### What to work on
An exact copy of the whole listing is required.
─── Records to process ───
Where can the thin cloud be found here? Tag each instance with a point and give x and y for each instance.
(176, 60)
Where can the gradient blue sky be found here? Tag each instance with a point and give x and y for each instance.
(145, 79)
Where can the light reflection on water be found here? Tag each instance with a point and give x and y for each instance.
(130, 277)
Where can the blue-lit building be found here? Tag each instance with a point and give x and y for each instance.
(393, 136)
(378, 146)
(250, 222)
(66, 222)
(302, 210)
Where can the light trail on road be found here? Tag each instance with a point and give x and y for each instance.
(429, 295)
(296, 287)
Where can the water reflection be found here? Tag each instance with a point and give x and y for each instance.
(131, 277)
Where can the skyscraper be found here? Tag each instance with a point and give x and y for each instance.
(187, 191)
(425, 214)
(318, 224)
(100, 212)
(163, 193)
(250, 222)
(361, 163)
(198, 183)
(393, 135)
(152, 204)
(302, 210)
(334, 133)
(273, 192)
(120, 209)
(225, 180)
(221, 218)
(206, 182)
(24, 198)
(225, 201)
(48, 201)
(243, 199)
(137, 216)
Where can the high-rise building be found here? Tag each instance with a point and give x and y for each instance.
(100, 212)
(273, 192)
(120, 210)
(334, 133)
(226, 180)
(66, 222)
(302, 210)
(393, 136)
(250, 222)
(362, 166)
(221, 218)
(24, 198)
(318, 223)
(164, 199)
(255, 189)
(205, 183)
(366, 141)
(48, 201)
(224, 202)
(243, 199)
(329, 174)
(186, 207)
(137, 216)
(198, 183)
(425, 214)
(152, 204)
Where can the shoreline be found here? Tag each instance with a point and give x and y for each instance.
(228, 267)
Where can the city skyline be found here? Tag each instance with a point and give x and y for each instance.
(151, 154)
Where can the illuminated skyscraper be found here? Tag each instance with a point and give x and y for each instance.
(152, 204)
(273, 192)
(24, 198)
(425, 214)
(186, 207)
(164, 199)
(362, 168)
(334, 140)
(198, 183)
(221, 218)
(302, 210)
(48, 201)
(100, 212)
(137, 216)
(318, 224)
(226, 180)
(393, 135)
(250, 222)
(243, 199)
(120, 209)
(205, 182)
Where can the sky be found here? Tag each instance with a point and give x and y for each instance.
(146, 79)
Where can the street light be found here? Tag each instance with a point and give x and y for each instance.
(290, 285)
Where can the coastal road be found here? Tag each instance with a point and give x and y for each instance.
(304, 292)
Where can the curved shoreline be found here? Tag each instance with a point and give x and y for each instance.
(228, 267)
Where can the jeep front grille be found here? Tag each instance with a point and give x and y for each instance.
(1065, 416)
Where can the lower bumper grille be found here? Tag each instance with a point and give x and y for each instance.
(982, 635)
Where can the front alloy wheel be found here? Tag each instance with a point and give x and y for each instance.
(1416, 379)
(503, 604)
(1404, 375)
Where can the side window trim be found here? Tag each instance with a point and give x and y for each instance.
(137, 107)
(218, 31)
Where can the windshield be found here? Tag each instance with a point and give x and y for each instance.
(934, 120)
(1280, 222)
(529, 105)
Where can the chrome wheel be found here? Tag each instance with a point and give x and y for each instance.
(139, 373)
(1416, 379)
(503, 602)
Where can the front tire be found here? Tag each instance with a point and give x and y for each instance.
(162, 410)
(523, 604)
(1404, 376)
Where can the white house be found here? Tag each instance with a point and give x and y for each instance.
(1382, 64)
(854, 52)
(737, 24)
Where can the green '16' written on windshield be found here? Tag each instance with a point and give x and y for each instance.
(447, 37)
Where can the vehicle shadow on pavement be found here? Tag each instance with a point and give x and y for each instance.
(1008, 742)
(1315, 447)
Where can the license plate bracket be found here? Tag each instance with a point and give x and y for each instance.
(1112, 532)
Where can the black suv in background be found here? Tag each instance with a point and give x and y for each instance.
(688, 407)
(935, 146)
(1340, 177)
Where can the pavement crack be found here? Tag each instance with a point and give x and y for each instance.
───
### Result below
Where can the thin cloud be found here? Tag each instance with a point and give x and y for each instance.
(176, 60)
Where can the gradient blue sky be found here? Tag each instance with a point and give x and y for each instance.
(145, 79)
Where can the light reflection on water be found here? Tag each instance with a point and give x and y for each instance.
(130, 277)
Where can the blue-lit building be found here? Tag each instance with a point and give x and y for each instance.
(393, 136)
(378, 146)
(250, 222)
(66, 222)
(302, 210)
Where can the light trail on road be found here? Tag each instance with a point and give x and y for each instance.
(429, 295)
(296, 287)
Where can the water reflection be found here? Tag each instance with a point and give x and y for each instance.
(131, 277)
Where can the skyscraper be found here? Tag each instance with a point and give x and y for each instance.
(187, 191)
(425, 214)
(318, 224)
(100, 212)
(163, 193)
(250, 222)
(361, 163)
(198, 183)
(393, 135)
(152, 204)
(302, 210)
(334, 133)
(273, 192)
(120, 209)
(225, 180)
(221, 218)
(206, 182)
(24, 198)
(225, 201)
(48, 201)
(243, 199)
(137, 216)
Where can the high-rise building be found here? Tag each instance with a point and give x and y for each instance.
(100, 212)
(273, 192)
(120, 210)
(334, 133)
(226, 180)
(66, 222)
(302, 210)
(393, 136)
(250, 222)
(362, 166)
(221, 218)
(24, 198)
(318, 223)
(164, 199)
(255, 189)
(205, 183)
(366, 141)
(48, 201)
(224, 202)
(243, 199)
(329, 174)
(186, 207)
(137, 216)
(198, 183)
(425, 214)
(152, 204)
Where can the shoreline be found here? Tag each instance with a point and give x and y for each instance.
(228, 267)
Where can the city skyline be found here? Tag each instance with a point and give x and y for each instance.
(151, 154)
Where can the illuminated skyscraper be found here? Tag each instance with a point and give x and y for each instance.
(152, 204)
(273, 192)
(24, 198)
(425, 214)
(186, 207)
(164, 199)
(362, 168)
(334, 140)
(198, 183)
(221, 218)
(302, 210)
(48, 201)
(100, 212)
(137, 216)
(318, 224)
(226, 180)
(393, 135)
(250, 222)
(243, 199)
(120, 209)
(205, 182)
Where can the sky be found here? Tag each instance with a point and give x and y for each instance.
(146, 79)
Where can the street light be found here? Tag each instance with a point and give x and y for each instance.
(290, 285)
Where can the coastal road be found here? Tag each instance with a point and give x and y for each instance.
(304, 292)
Where can the curved shoreline be found here? Tag each instance with a point and give x and y for each instance.
(228, 267)
Where can the jeep front grille be found here? Tag each instance with a point and give x and y for each instance.
(1065, 416)
Where can the lower bumper grille be found here? Tag each instance with a point and give x and y for each instance.
(982, 635)
Where can the front alloy wheel be found here? Tag each instance with a point and give x and y for each instance.
(1416, 379)
(503, 604)
(1404, 375)
Where can the side window trim be found here? Tag each instance with a point and give x and y for each instance.
(137, 107)
(218, 31)
Where can the windshield be found here? Tag each instance with a point and give x and y for each instance.
(934, 120)
(1280, 222)
(529, 105)
Where can the chrome wheel be found here? Tag each instance with a point and give x and y for each instance.
(139, 373)
(1416, 379)
(503, 602)
Where can the front tire be found here? Tag each instance with a point and give x and y for each instance.
(162, 410)
(523, 604)
(1404, 376)
Where can the white house be found here? Tag each instance with a point and give x and y for each instance.
(1382, 64)
(854, 52)
(737, 24)
Where can the green '16' written on windshield be found here? Tag each instance with a point and give x and y for each instance.
(447, 37)
Where can the vehicle shadow on pavement be found here? Tag each instance with a point and give x and y for each instance.
(1008, 742)
(1315, 447)
Where can the license plate bracket be found here? Tag each instance with a point and give x and y for each instance.
(1112, 532)
Where can the black suv in background be found here? Tag each instance with a point and give x and y for each instance.
(688, 407)
(935, 146)
(1340, 177)
Where can the pavement crack be found here? Tag each instance with a point and give x and y for each instance.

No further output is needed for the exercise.